DOCUMENT SECTION —
• • •

This week…
Your reading time is about 5 minutes. Let’s start.

I’m on a mini election watch this weekend, and working on an essay about applying the principles of jus in bello to outer space, which means I’ve been quite occupied. So, here’s some filler text.
[Also: If you listen to this week’s podcast recommendation, I resonated with what Karen Hao said about how when you’re knee deep in something, your vocabulary changes and you start to adopt some of the things they say as your own and at some point you’d have to step away from that and reset your language. I’m reading way too many articles from military colleges that I’m thinking I would have had a decent career in the military if I had chosen that path. Calibrated me wouldn’t think that thought?]
Your Wikipedia this week: Etaoin shrdlu
And now, a selection of top stories on my radar, a few personal recommendations, and the chart of the week.
ICYMI: The Previous Block was about language, law, and the terrible, horrible, not so good, very bad media.
CORRECTION NOTICE: None notified.
POLITICS
How Belgium elected its most right-wing government
Khaled Diab for New Lines Magazine:
For the first time in its history, Belgium has a prime minister who is a Flemish nationalist. Bart De Wever, who wants the Dutch-speaking Belgians to separate from the French-speaking Walloons and have their own state, rode a wave of nativist and right-wing sentiment to bring his New Flemish Alliance (N-VA) party to power in the February election. The election results show that the country is lurching to the right even in the traditionally leftist stronghold of Wallonia, which has seen a surge of support for right-wing populists and authoritarians alongside mounting anti-immigrant sentiment. If Flemish nationalists have their way, De Wever will be Belgium’s last prime minister.
De Wever is a man of many paradoxes. Although he is a passionate defender of the Dutch language and his N-VA party criticizes the Walloons — the French-speaking Belgians who compose 40% of the population — for not speaking enough Dutch, he also has a penchant for weaving expressions in Latin and English into his speeches.
De Wever is committed to dismantling Belgium and replacing it with two independent states — Flanders and Wallonia — but his mission is to hold it together until he can rip it apart constitutionally. This plan was on full display during the excruciating eight months when Belgium was without a functioning government, while De Wever engaged in intense horse trading to form a coalition of five parties to create the federal government he had spent his career trying to tear apart. On Feb. 5, he took the oath of office, swearing allegiance in French and Dutch to King Philippe of the Belgians, although the monarchy symbolizes the country his party rejects and is committed to abolishing.
Loosely linked:
Germany bans far-right ‘Kingdom of Germany’ group by Richard Connor and Timothy Jones for DW.
A fractured Portugal votes again, amid corruption cloud by Ana Naomi de Sousa for Al Jazeera.
Romania’s election front-runner sucks up to Trump by Andrei-Constantin Gudu for Jacobin.
The same faces, swapping places: Polish candidates aim to break two-party hold on power by Jakub Krupa for The Guardian.

• • •

EXERCISE INSTRUCTIONS —
[1] In the newsletter's "Loosely linked" list, name every publication credited with a story.
[2] Continue the newsletter after its final line.

ENTRIES SUPPLIED —
• • •

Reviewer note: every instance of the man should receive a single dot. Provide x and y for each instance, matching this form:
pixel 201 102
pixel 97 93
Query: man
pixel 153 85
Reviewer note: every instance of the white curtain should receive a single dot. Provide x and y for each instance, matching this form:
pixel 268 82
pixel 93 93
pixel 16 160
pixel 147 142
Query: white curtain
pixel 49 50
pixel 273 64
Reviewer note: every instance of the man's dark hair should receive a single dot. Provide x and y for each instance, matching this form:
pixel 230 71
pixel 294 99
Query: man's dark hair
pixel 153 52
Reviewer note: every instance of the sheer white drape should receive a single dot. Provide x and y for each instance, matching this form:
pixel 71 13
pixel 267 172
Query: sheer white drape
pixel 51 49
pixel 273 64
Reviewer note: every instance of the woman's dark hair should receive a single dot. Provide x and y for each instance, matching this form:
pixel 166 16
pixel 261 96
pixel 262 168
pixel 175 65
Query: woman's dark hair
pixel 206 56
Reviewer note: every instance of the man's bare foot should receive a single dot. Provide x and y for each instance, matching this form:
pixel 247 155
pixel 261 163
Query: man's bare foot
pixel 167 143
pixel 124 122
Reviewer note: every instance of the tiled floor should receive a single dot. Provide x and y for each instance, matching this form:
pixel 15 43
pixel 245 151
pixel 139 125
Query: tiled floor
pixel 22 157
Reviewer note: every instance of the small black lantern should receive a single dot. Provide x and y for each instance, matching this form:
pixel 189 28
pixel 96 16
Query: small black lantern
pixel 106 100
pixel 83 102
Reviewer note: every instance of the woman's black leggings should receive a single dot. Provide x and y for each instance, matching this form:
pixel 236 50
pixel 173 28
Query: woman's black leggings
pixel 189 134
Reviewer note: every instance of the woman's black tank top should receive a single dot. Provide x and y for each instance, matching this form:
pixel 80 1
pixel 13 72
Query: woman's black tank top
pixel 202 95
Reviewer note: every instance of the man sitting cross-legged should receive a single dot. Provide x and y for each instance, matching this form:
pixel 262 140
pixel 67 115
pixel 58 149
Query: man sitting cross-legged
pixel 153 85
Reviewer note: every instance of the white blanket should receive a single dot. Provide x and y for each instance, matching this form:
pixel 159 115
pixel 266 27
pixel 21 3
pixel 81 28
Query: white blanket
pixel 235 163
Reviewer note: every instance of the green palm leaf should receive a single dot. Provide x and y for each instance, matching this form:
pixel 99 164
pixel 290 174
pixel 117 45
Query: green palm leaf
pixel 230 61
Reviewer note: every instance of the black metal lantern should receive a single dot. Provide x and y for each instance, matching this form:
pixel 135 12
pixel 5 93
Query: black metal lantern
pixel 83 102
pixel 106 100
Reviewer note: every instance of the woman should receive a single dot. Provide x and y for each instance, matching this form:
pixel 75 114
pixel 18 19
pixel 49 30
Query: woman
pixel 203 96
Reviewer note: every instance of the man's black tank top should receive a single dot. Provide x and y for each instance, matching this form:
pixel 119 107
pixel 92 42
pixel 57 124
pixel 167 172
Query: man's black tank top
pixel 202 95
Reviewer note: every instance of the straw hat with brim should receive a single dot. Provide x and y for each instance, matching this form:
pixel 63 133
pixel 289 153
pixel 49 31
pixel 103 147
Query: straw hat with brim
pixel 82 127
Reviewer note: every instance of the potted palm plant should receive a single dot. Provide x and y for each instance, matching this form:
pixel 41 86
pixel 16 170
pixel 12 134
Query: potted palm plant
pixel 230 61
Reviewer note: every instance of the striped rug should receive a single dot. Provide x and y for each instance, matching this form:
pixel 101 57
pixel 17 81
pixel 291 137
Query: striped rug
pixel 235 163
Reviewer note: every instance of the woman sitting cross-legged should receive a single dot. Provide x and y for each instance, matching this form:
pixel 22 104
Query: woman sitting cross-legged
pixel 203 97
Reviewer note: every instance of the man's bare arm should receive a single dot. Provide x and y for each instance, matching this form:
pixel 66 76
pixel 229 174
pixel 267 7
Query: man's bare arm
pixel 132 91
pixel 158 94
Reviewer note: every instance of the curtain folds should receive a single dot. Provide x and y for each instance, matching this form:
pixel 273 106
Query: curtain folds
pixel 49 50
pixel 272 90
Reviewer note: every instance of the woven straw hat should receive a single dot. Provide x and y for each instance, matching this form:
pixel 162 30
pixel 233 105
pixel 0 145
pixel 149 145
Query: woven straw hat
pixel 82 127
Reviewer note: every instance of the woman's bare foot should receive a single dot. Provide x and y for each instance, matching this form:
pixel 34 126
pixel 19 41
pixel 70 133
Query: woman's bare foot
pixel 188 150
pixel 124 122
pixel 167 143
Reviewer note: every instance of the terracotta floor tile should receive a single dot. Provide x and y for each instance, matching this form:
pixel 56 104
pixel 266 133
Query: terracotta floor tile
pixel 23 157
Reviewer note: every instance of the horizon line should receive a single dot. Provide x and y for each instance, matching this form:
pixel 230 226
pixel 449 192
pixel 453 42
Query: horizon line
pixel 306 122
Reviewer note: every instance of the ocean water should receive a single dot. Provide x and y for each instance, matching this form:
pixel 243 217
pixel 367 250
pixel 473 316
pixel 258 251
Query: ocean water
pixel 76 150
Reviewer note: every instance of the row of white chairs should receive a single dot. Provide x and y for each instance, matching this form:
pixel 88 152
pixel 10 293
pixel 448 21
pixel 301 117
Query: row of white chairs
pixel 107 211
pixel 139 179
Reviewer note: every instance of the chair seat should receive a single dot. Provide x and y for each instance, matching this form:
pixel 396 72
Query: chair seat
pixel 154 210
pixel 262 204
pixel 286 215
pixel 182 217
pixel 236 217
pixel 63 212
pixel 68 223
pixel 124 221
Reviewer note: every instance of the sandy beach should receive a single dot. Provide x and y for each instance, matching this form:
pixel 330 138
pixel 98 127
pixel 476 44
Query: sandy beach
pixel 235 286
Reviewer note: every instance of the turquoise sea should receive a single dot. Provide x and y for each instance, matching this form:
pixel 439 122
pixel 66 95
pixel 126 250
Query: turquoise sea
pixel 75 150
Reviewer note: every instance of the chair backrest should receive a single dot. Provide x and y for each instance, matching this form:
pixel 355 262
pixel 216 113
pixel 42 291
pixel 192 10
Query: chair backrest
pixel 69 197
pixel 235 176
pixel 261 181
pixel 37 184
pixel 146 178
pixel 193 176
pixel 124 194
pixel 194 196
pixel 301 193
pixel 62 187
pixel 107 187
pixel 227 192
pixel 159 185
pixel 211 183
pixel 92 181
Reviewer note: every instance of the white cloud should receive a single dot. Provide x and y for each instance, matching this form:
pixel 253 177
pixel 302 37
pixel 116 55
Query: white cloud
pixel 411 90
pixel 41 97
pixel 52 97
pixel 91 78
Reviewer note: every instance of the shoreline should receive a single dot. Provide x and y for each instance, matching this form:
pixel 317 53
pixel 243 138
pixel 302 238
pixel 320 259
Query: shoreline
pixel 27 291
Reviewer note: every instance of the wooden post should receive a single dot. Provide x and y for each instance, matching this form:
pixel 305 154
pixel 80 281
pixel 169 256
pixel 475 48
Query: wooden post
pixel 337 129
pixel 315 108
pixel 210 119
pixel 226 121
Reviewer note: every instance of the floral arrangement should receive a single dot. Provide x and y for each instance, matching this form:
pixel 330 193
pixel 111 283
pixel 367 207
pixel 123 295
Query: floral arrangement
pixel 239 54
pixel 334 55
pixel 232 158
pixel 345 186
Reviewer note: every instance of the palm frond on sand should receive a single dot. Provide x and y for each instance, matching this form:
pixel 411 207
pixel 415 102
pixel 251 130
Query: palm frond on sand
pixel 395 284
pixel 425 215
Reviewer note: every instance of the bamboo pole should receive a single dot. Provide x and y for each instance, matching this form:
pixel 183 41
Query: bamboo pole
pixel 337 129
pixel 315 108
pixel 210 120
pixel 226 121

• • •

EXERCISE RESULTS —
[1] DW, Al Jazeera, Jacobin, The Guardian

[2]
Why are right-wing populists so opposed to climate policy? by Marte Dæhlen for Science Norway.
SCIENCE
The space archaeologists hoping to save our cosmic history
Mark Piesing for BBC:
Space is being commercialised on a scale unseen before. Faced by powerful commercial and political forces and with scant legal protections, artefacts that tell the story of our species' journey into space are in danger of being lost — both in orbit and down here on Earth.
Like Stonehenge, these are irreplaceable artefacts and sites that have a timeless significance to humanity because they represent an essential stage in the evolution of our species. They are often also expressions of national pride because of the industrial and scientific effort needed to achieve them. Sometimes they are also memorials to those who died in the course of ambitious space programmes.
They also have another use. Studying these artefacts and sites helps researchers better understand how astronauts interact with new technology, adapt to new environments and develop new cultural practices. The conclusions of researchers can influence the design of future spacecraft and help future space missions succeed.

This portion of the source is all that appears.